-- Page extract --
-=-=-=-=-

We know that breastfeeding for the first six months of a child’s life has health benefits that extend into adulthood. However, if a mother is too malnourished to breastfeed, these health benefits may not be passed on and a child can be at risk for malnutrition. This is especially true in developing countries.
Mothers like Memory* who live in developing countries can be unaware of the nutritional benefits of breastfeeding. Memory’s son was born underweight and kept falling sick, which caused her an enormous amount of worry and heartache. With the help of Save the Children, through lessons and hands-on activities, Memory learned about the importance of nutrition – particularly the critical role of diet during pregnancy – breastfeeding and age-appropriate diets for babies.
Save the Children’s global health programs work to help maternal, newborn, and child health, which ultimately helps end child malnutrition. We work in many of the poorest places, in the United States and abroad, to alleviate child hunger worldwide and prevent malnutrition. However, children living in developed countries are still at risk for malnutrition if they are born into poverty.

-=-=-=-=-

-- Given data --
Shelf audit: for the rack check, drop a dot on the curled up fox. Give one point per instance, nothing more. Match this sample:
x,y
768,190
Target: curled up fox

-=-=-=-=-

-- Task prompt --
From the passage on child malnutrition, list the kinds of health that Save the Children's global health programs work to help. The material isn't needed for this task.

-- Exercise result --
- Maternal health
- Newborn health
- Child health